GESTELLTE AUFGABE 1: Wer holt die erzählende Person im Reisebericht über Burundi nach der Einreise in Bujumbura ab?
GESTELLTE AUFGABE 2: Schreibe den Reisebericht über Burundi im Anschluss an seinen letzten Satz weiter.

4 Burundi Teil 1

4 Burundi Teil 1

1./2. Mai 2023

Die Koffer sind gepackt. Nüscht vajessen? Checkliste zum dritten Mal geprüft. Kein Streik bei Bahn oder Flug. So muss es sich vor einem Bungee-Sprung anfühlen: nicht zu viel nachdenken, let’s go!

Die Bahn ist pünktlich. Der Flieger auch. Morgens um 5 Uhr Landung in Addis Abeba. Es regnet und es ist viel los hier.

Weiterflug um 11:30 Uhr nach Bujumbura, der ehemaligen Hauptstadt Burundis. Auch dieser Flug ist pünktlich. Die Formalitäten bei der Einreise sind ruckzuck geklärt und ich bin drin. Es holen mich der Chef Denis, Geschäftsführer Richard und Fahrer Desiré ab. Was für ein schöner Empfang.

Willkommen in Burundi. Laut Wikipedia das ärmste Land der Welt. Jedenfalls wenn man das Bruttoinlandsprodukt pro Kopf zu Grunde legt. Es beträgt 261$ (Platz 192 von 192), in Deutschland sind es 51.238$ (Platz 18 von 192). Vorletzter ist übrigens Südsudan mit 360$. Und was sagt uns das?

EINTRÄGE:
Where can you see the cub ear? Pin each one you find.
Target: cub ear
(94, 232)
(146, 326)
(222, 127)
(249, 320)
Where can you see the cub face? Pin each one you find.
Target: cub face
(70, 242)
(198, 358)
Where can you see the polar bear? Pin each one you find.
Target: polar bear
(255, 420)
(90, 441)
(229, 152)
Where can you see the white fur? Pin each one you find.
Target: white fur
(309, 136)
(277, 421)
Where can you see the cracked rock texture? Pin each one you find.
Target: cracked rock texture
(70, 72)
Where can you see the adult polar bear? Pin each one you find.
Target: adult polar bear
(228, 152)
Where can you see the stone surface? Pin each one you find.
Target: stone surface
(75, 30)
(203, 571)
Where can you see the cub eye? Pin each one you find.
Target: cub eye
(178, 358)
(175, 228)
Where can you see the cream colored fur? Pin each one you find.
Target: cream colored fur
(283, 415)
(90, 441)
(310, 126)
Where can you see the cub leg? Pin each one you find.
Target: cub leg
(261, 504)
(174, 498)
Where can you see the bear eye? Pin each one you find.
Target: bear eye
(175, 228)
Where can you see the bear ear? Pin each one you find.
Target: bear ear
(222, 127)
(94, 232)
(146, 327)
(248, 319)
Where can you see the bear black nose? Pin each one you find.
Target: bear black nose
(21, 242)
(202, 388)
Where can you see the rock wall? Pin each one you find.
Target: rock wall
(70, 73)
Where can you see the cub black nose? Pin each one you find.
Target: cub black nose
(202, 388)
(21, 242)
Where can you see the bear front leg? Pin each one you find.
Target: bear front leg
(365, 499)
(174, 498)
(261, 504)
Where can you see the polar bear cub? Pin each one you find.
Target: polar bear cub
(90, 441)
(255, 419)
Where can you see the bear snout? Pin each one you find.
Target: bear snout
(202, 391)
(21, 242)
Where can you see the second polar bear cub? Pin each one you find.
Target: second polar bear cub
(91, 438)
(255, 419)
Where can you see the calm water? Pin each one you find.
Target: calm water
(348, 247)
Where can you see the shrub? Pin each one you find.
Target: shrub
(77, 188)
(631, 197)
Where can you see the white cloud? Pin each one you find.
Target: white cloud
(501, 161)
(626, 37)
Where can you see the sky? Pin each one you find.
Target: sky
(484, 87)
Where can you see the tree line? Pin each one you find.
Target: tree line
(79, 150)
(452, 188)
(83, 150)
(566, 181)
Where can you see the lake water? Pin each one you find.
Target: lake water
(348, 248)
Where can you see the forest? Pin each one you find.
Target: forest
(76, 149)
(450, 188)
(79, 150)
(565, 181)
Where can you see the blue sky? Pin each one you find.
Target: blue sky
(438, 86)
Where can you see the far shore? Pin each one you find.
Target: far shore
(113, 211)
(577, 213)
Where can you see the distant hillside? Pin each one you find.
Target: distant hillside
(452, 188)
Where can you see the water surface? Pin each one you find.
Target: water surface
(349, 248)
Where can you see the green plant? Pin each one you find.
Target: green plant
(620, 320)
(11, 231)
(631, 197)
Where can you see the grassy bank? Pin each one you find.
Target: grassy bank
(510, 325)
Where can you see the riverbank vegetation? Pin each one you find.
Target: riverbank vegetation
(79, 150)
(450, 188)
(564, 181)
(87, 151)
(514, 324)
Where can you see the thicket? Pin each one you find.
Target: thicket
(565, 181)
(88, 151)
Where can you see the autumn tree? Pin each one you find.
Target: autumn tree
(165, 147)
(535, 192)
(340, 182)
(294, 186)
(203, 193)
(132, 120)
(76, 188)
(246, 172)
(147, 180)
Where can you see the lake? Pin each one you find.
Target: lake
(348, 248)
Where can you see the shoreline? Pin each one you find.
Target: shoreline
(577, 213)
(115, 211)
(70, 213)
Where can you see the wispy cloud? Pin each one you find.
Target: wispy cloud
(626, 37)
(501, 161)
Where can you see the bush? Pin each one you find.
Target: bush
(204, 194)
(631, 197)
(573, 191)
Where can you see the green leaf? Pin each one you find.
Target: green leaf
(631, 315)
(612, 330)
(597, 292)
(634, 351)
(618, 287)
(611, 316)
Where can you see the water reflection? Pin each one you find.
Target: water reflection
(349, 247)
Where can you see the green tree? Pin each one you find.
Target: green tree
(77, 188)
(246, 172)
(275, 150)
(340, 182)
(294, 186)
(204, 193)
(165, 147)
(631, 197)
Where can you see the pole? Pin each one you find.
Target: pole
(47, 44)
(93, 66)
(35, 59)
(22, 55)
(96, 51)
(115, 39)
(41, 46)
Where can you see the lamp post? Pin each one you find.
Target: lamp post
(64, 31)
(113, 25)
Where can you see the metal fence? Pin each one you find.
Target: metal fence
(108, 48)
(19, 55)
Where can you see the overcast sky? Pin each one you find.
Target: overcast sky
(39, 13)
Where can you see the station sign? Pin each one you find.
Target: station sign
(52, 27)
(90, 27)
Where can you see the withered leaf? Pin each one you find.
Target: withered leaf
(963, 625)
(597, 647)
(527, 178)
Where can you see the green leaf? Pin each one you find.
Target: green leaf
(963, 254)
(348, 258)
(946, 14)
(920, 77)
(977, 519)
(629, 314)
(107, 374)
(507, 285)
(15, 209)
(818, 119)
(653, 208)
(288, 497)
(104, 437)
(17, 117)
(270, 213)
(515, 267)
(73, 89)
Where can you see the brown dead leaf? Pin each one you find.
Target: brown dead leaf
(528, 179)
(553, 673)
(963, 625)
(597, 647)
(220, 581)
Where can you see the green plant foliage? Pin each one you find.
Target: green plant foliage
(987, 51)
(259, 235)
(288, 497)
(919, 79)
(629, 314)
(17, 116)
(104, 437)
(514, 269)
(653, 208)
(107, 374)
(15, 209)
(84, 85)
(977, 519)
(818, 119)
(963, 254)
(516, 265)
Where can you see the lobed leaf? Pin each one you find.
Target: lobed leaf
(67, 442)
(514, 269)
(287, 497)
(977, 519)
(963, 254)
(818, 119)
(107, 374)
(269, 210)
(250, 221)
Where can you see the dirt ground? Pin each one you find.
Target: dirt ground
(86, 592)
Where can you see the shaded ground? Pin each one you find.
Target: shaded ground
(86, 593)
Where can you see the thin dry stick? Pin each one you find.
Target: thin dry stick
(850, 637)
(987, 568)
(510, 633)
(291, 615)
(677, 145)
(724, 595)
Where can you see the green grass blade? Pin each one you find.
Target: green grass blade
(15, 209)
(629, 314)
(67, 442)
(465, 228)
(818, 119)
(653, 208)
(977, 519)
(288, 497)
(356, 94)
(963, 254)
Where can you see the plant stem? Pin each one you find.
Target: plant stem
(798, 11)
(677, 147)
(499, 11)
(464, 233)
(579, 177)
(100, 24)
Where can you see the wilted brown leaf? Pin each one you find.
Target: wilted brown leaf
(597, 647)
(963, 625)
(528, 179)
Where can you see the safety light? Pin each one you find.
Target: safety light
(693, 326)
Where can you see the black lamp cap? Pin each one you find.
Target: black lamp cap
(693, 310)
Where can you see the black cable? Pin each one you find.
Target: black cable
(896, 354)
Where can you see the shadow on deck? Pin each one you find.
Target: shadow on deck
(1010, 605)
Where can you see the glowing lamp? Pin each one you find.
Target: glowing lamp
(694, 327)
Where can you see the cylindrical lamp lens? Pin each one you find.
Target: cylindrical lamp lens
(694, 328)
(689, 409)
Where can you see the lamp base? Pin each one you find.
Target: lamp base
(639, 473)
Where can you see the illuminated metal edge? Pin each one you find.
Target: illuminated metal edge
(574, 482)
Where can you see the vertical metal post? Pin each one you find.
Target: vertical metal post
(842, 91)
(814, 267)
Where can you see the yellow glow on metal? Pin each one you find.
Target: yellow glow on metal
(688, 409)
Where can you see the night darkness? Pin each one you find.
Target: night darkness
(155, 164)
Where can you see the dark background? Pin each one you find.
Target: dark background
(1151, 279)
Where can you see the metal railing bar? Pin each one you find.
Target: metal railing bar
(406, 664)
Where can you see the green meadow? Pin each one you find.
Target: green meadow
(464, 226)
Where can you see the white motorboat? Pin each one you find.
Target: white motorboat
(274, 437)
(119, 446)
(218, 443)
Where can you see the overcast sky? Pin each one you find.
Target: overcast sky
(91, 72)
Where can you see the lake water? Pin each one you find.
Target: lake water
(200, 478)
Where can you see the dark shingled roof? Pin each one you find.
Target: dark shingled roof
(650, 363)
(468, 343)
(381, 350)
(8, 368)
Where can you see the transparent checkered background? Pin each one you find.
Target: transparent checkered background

LÖSUNG 1: Der Chef Denis, Geschäftsführer Richard und Fahrer Desiré.

LÖSUNG 2:
Der erste Eindruck hier in Burundi ist zunächst „normal“; zwar stehen ziemlich viele bewaffnete Polizisten an Kreuzungen und Fahrbahnrand, die aber zurückhaltend sind. Zuerst fahren wir in 10 Minuten an den Tanganjika-See. Palmenstrand mit 5-Stern-Hotel: ein Paradies. Aber es sind kaum Menschen hier, die sich das leisten können. Überhaupt gibt es hier für solch ein schönes Binnenmeer kaum Infrastruktur: keine Boote, keine Surfschulen, kaum Lokale, kein Strandleben. Schwimmen ist nicht angesagt; neulich ist ein Russe von einem Krokodil gefressen worden. Und die Nilpferde sind sowieso saugefährlich… Schade!

Dann fahren wir zum Belvedere oberhalb der Stadt mit einer traumhaften Aussicht. Auch hier stellt sich die Frage, ob sich die Armut eines Landes alleine über das BIP definiert?!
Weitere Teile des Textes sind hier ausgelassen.